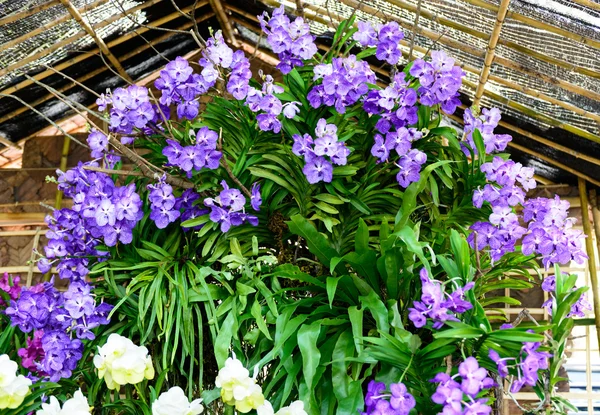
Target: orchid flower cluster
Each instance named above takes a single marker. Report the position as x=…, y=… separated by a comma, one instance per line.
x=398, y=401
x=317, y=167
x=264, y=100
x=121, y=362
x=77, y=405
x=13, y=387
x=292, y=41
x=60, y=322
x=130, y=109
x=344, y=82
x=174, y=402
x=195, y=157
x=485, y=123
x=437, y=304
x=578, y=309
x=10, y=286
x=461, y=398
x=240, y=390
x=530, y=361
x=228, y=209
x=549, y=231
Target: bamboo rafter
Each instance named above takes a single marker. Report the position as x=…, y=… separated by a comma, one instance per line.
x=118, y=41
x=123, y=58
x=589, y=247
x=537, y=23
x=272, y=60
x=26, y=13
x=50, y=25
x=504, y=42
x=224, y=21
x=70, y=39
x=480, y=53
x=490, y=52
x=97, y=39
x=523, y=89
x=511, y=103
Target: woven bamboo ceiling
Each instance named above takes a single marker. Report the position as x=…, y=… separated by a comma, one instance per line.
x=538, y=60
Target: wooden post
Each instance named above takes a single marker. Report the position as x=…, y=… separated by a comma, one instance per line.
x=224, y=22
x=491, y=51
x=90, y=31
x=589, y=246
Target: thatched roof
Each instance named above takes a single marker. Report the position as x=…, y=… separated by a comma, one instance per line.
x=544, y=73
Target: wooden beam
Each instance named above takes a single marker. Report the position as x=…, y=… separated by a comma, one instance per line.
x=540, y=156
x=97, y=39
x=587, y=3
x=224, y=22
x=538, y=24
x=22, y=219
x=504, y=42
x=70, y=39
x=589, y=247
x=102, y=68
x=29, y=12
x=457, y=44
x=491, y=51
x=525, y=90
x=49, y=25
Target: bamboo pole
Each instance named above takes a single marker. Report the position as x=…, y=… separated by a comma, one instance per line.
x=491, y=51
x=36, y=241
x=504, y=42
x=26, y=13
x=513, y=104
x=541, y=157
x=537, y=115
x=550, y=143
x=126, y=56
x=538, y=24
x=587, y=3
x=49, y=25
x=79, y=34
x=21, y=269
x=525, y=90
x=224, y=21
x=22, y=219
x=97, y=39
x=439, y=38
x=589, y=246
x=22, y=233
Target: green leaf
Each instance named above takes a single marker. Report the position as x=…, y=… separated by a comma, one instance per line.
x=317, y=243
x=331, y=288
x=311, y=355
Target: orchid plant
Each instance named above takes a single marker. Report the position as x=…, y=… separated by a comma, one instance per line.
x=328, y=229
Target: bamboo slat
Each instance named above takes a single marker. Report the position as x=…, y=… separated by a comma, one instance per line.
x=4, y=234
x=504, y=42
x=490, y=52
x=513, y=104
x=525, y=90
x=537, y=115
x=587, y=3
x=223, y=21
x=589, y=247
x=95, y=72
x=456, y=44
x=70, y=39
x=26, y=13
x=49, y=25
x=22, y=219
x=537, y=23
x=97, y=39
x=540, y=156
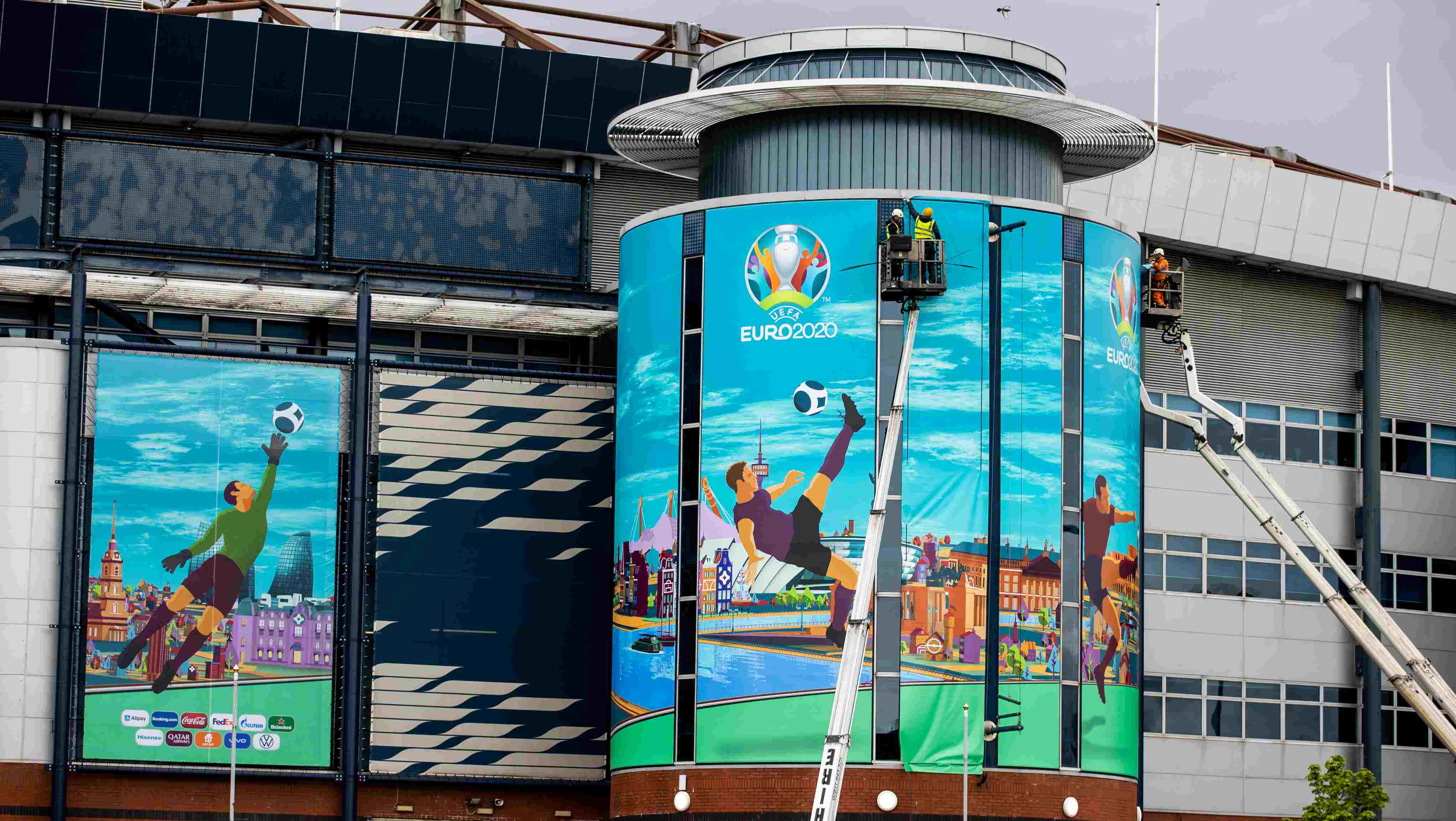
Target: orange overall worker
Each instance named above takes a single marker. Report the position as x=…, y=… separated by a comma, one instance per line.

= = = =

• [TO BE DONE]
Reproduce the listing above line by line without altering any character, leaving out the picture lines.

• [SOLUTION FOR THIS EXERCISE]
Target: orchid flower cluster
Each instance named above takes a single marker. Report the position as x=…, y=… separated by a comma, one instance per line.
x=398, y=401
x=317, y=167
x=264, y=100
x=121, y=362
x=77, y=405
x=13, y=387
x=292, y=41
x=60, y=322
x=130, y=109
x=344, y=82
x=174, y=402
x=195, y=157
x=485, y=123
x=437, y=304
x=578, y=309
x=10, y=286
x=461, y=398
x=240, y=390
x=530, y=361
x=228, y=209
x=549, y=231
Target: bamboo rafter
Each instance named above takes a single marker. Report the position as x=…, y=… separated by a comma, one instance per line.
x=118, y=41
x=123, y=58
x=589, y=247
x=537, y=23
x=272, y=60
x=26, y=13
x=50, y=25
x=504, y=42
x=224, y=21
x=70, y=39
x=480, y=53
x=490, y=52
x=97, y=39
x=523, y=89
x=511, y=103
Target: woven bamboo ceiling
Each instance named above takes a single marker. Report the position as x=…, y=… separated by a comma, one instance per line.
x=538, y=60
Target: wooden post
Each instance named above takes a single marker. Report the position as x=…, y=… separated by a comma, one instance per line.
x=224, y=22
x=491, y=51
x=90, y=31
x=589, y=246
Target: thatched roof
Each instance named above takes a single marker. Report the position as x=…, y=… separated by a comma, one instance per line.
x=544, y=73
Target: wooden beam
Each instance named above takes a single marker. Report the position as x=…, y=… separated by a comma, one instance per line.
x=540, y=156
x=97, y=39
x=587, y=3
x=224, y=22
x=538, y=24
x=22, y=219
x=504, y=42
x=70, y=39
x=589, y=247
x=102, y=68
x=29, y=12
x=457, y=44
x=491, y=51
x=525, y=90
x=49, y=25
Target: bamboo pole
Each instance named above takes a single marker. Report the position as x=…, y=… separated by a comma, one instance per line.
x=491, y=51
x=36, y=241
x=504, y=42
x=26, y=13
x=513, y=104
x=541, y=157
x=537, y=115
x=550, y=143
x=126, y=56
x=538, y=24
x=587, y=3
x=49, y=25
x=79, y=34
x=21, y=269
x=525, y=90
x=224, y=21
x=22, y=219
x=97, y=39
x=439, y=38
x=589, y=246
x=22, y=233
Target: green leaf
Each instance named above takes a single marker. Report the position as x=…, y=… separated by a comma, one instance per line.
x=317, y=243
x=331, y=288
x=311, y=355
Target: orchid plant
Each instance named above takes a single marker. Report the position as x=…, y=… separated by a comma, one instance per line.
x=328, y=229
Target: bamboo slat
Each instance named above takes a single marker. Report the position as x=…, y=… separated by a comma, one instance per line.
x=4, y=234
x=504, y=42
x=490, y=52
x=513, y=104
x=525, y=90
x=537, y=115
x=587, y=3
x=223, y=21
x=589, y=247
x=95, y=72
x=456, y=44
x=70, y=39
x=26, y=13
x=49, y=25
x=22, y=219
x=537, y=23
x=97, y=39
x=540, y=156
Target: orange overall worker
Each instance named above takes a single marker. Report the position as x=…, y=… separated by a comma, one instance per line.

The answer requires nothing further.